▶ **Given task**
Output, as a numbered list with blank lines left out, the part of the records that opens with the line containing "Can you see the green foliage" and closes with the line containing "column 286, row 216", both of those lines included.
— Begin —
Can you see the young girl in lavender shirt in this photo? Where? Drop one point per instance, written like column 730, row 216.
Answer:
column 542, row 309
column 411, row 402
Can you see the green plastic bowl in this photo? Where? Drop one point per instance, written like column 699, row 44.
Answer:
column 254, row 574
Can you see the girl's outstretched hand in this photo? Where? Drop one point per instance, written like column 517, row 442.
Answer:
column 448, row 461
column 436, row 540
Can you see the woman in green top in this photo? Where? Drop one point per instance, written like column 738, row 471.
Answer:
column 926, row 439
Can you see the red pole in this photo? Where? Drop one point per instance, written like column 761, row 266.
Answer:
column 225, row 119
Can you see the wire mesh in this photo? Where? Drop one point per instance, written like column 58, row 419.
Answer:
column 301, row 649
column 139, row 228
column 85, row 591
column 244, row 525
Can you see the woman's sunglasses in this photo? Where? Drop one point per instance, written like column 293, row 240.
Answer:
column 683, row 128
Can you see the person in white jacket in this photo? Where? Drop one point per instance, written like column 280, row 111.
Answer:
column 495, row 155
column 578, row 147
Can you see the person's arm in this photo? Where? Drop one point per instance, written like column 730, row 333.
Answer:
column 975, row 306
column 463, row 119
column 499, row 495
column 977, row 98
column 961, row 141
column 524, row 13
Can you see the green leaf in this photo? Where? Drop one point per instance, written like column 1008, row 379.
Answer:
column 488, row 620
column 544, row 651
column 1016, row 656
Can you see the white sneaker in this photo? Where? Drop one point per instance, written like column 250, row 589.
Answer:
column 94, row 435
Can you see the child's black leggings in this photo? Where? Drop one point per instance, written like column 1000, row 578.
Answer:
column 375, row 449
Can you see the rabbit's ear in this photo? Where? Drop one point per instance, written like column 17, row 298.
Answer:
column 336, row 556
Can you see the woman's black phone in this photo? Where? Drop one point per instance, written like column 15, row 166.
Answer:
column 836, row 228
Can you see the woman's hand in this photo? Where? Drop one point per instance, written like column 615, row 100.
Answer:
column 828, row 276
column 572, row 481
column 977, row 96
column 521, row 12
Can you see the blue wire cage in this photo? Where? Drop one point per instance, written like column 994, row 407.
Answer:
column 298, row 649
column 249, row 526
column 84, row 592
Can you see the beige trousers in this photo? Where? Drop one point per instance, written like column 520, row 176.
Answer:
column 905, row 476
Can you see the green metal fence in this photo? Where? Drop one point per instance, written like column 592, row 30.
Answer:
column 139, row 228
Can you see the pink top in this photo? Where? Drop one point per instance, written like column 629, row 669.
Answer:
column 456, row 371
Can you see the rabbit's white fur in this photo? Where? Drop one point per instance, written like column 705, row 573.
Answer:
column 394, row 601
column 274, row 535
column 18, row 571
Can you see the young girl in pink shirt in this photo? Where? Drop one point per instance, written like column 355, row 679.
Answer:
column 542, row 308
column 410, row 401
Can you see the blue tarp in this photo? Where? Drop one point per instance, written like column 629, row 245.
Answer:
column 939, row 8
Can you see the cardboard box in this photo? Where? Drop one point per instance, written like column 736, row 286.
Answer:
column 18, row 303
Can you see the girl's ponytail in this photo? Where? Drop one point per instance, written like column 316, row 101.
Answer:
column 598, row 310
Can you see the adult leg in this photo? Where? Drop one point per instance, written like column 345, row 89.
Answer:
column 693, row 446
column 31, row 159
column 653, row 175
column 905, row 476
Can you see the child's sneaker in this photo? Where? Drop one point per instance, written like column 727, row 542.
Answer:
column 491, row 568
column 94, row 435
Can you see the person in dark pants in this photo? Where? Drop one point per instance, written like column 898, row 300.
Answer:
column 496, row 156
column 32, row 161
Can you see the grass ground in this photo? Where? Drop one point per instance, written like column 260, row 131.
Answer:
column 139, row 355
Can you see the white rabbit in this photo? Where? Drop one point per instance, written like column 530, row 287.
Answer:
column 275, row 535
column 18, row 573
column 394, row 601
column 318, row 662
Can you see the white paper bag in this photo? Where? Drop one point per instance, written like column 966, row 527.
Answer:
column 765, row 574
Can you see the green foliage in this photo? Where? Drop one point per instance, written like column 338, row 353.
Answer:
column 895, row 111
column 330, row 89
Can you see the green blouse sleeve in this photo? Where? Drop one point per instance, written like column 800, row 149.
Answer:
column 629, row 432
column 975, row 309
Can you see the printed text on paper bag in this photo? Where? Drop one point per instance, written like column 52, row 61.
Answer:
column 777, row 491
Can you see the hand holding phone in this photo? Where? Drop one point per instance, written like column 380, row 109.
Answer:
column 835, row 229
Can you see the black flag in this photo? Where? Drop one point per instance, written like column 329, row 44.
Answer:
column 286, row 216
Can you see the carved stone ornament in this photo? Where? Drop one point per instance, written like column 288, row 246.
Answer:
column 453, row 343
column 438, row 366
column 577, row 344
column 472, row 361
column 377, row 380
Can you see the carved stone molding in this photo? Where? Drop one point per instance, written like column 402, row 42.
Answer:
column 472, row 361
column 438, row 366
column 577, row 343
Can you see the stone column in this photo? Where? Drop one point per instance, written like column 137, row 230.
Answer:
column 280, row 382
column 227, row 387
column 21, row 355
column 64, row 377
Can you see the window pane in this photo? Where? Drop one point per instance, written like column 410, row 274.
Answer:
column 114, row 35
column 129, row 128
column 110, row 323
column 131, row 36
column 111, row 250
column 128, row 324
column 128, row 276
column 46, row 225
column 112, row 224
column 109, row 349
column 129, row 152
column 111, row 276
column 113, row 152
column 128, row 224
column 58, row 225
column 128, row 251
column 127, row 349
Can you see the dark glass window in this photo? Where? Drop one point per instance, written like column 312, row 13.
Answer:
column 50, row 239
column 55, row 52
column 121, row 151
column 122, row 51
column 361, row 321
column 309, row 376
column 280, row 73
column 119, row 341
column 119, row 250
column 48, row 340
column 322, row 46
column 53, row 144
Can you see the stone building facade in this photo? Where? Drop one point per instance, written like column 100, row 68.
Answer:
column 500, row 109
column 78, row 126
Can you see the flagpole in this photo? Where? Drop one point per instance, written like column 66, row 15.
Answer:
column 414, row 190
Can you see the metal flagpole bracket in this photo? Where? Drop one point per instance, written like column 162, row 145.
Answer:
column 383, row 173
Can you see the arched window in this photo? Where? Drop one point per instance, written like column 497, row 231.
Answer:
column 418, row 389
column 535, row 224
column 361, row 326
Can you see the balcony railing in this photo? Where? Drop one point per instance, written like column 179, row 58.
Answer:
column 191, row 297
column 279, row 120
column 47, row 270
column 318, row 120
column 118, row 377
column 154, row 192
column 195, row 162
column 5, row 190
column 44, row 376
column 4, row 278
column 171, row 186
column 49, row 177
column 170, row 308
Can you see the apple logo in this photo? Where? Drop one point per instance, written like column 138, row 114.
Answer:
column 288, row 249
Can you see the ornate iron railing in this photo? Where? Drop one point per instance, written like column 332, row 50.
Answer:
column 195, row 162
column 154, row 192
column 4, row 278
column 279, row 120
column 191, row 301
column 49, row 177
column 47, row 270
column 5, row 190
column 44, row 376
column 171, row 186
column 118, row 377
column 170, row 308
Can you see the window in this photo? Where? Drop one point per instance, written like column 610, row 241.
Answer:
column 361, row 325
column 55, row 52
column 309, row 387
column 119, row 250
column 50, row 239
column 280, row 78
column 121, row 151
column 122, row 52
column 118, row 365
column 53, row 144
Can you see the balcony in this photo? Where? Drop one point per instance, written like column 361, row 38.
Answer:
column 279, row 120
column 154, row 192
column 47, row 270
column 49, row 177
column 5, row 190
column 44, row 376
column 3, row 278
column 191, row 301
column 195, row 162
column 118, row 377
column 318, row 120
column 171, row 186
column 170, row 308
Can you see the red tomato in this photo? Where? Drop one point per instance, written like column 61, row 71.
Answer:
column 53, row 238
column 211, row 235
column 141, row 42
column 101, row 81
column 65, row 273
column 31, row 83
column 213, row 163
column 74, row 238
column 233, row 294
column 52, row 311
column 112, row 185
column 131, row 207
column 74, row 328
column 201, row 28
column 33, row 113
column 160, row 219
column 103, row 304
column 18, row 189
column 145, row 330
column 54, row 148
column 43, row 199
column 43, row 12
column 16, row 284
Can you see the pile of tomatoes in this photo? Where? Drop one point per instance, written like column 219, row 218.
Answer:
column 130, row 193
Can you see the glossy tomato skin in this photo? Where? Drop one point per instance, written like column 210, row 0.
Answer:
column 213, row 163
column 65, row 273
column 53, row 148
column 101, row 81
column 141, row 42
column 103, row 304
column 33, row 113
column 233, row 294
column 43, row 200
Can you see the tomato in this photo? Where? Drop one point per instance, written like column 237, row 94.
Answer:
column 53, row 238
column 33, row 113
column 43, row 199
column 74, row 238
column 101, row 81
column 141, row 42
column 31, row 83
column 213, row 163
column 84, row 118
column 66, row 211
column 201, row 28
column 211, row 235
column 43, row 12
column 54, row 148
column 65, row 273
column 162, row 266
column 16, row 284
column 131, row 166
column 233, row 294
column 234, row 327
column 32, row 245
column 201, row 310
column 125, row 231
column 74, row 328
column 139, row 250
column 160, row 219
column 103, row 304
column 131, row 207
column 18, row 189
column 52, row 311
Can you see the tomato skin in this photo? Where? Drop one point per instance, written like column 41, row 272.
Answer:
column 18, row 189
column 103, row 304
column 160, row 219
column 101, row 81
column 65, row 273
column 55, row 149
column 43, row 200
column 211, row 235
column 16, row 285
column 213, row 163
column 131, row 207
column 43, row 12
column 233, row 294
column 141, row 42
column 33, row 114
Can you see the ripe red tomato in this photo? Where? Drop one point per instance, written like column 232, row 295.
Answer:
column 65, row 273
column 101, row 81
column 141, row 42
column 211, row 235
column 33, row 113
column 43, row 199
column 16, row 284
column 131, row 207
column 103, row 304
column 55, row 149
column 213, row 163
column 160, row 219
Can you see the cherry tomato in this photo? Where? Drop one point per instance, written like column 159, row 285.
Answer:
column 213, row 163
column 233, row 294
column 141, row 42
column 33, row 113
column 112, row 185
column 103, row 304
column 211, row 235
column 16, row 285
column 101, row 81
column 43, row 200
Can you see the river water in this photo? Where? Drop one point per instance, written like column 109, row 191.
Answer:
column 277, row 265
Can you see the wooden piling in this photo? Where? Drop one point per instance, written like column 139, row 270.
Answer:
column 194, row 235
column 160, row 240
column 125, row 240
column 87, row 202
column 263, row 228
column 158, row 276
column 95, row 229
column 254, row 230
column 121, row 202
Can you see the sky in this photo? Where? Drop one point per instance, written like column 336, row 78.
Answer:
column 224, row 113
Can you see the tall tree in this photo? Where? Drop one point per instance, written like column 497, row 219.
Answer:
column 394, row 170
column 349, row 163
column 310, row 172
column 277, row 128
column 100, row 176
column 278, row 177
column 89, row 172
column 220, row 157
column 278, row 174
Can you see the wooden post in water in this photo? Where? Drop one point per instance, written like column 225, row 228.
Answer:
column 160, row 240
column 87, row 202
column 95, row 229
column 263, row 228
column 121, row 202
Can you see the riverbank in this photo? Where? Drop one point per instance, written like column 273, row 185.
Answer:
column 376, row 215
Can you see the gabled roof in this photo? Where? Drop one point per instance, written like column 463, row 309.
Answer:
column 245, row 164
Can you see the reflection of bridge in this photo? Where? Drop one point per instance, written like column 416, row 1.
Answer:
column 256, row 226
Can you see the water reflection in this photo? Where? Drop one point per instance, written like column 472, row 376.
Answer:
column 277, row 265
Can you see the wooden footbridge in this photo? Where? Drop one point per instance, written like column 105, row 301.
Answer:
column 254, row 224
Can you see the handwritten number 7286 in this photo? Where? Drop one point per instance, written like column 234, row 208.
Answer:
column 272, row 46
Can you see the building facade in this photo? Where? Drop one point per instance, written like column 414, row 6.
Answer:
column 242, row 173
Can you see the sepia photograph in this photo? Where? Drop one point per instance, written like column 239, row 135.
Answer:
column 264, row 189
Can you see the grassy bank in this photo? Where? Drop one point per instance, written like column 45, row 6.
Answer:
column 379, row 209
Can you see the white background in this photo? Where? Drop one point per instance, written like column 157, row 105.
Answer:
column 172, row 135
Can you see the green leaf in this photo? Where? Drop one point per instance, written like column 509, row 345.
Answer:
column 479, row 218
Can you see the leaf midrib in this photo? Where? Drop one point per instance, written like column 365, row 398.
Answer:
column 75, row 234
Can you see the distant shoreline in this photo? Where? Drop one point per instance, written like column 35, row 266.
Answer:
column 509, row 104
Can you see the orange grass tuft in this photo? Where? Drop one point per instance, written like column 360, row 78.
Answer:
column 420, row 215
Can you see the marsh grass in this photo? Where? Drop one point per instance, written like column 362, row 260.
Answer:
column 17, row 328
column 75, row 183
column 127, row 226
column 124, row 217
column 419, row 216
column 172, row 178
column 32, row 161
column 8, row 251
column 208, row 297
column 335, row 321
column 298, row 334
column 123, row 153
— End —
▶ **Answer for the task**
1. Can you see the green foliage in this photo? Where? Drop one point per instance, written like column 338, row 353.
2. Answer:
3. column 895, row 111
4. column 330, row 89
5. Can you see the green blouse sleeve in this photo? Where? Drop one point per instance, written like column 800, row 149.
6. Answer:
7. column 629, row 432
8. column 975, row 309
9. Can you see the printed text on paper bag in this photo? Where? Drop one point per instance, written like column 52, row 61.
10. Answer:
11. column 777, row 491
12. Can you see the hand holding phone in this photo? Where? Drop one point per instance, written like column 380, row 109.
13. Answer:
14. column 835, row 229
15. Can you see the black flag in this photo? Where? Drop one point per instance, written like column 329, row 44.
16. Answer:
17. column 286, row 216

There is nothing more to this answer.